**WHAT THE TASK REQUIRES**
Pick up the passage about Charoen Krung Road in Bang Rak after its last sentence and continue it.

== SOURCE DOCUMENT

Here, the road enters Bang Rak District and runs along the former European quarter of Bang Rak Subdistrict, branching off to historic side-streets (soi) such as Soi Charoen Krung 30 (Captain Bush Lane, location of the Portuguese embassy), Soi Charoen Krung 36 ("Rue de Brest", named to commemorate diplomatic relations with France, whose embassy is located here, along with the Customs House and Haroon Mosque), and Soi Charoen Krung 40 (Soi Burapha, location of the Oriental Hotel, Assumption Cathedral, the Catholic Mission and Assumption College). The General Post Office building is located on the corner of Soi Charoen Krung 32, and Soi 42/1 is home to Wat Suan Phlu and the Shangri-La Hotel.

As it passes through Bang Rak, Charoen Krung meets several roads branching off to the northeast, running parallel to each other. Built during the turn of the 19th–20th centuries as the city expanded southward following the development around Charoen Krung, these roads are Si Phraya, Surawong, Si Lom and Sathon. The latter two form Bangkok's financial district, and on the corner of Charoen Krung and Si Lom stands the State Tower.

====
== DATA

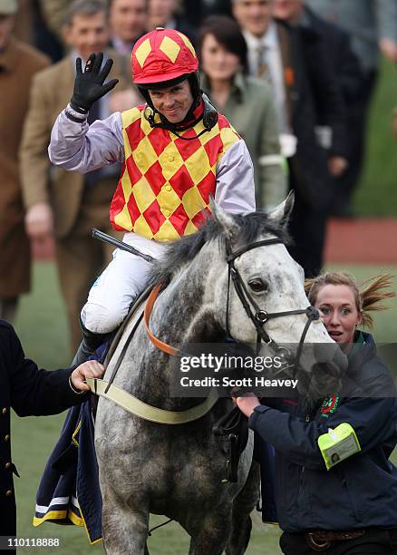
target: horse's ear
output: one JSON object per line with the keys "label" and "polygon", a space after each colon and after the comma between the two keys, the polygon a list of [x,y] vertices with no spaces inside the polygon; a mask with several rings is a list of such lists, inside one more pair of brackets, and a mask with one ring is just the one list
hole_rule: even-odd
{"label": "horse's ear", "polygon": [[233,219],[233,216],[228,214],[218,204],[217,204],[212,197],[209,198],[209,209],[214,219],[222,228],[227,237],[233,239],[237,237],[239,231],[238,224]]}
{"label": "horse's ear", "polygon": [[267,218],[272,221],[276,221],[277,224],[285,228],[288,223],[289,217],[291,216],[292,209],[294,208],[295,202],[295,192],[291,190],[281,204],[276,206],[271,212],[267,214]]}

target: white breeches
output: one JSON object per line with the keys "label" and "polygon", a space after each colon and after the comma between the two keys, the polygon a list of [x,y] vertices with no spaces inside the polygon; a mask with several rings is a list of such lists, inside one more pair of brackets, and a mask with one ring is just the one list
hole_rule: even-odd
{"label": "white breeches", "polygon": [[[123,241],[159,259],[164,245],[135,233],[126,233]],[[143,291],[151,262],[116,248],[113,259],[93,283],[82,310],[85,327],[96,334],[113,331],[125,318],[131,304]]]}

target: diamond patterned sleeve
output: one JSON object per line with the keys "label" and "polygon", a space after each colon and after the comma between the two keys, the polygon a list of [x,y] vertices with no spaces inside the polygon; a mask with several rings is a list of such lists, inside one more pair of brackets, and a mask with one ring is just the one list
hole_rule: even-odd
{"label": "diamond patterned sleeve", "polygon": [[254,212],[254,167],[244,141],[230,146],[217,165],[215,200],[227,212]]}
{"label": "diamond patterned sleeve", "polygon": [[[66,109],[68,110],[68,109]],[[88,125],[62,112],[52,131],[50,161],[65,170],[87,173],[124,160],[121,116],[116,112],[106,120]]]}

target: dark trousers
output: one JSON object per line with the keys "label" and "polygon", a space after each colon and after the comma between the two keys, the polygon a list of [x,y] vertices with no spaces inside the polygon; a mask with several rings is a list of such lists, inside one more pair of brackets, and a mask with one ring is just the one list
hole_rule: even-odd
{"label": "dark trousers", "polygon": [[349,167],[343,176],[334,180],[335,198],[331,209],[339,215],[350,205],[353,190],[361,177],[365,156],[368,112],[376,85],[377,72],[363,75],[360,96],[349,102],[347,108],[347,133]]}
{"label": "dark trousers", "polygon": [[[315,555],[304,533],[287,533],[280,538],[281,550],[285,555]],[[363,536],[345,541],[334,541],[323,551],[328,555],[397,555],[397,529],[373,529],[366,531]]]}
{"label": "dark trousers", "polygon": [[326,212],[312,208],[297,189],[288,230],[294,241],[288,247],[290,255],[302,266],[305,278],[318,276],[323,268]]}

====

**SOLVED PROBLEM**
Charoen Krung meets Sathon Road under the ramps of Taksin Bridge, near the Saphan Taksin Station of the BTS Skytrain. From here, it enters Sathon District, where it passes Wat Yan Nawa, Sathorn Unique Tower, the Bangkok Dock Company and Wat Suthiwararam School. As the road enters Bang Kho Laem District, the area becomes mostly residential. It passes Shrewsbury International School, the Protestant Cemetery, and the Asiatique night market. The final stretch of Charoen Krung Road, after it intersects Rama III Road under Rama III Bridge, is known as Thanon Tok (ถนนตก, "falling road"), a reference to the fact that if the road continued on, it would fall into the river. At the end of the road, adjacent to Charoenkrung Pracharak Hospital, is the Yan Nawa office of the Metropolitan Electricity Authority, where one of Bangkok's former trams is preserved as a tourist attraction.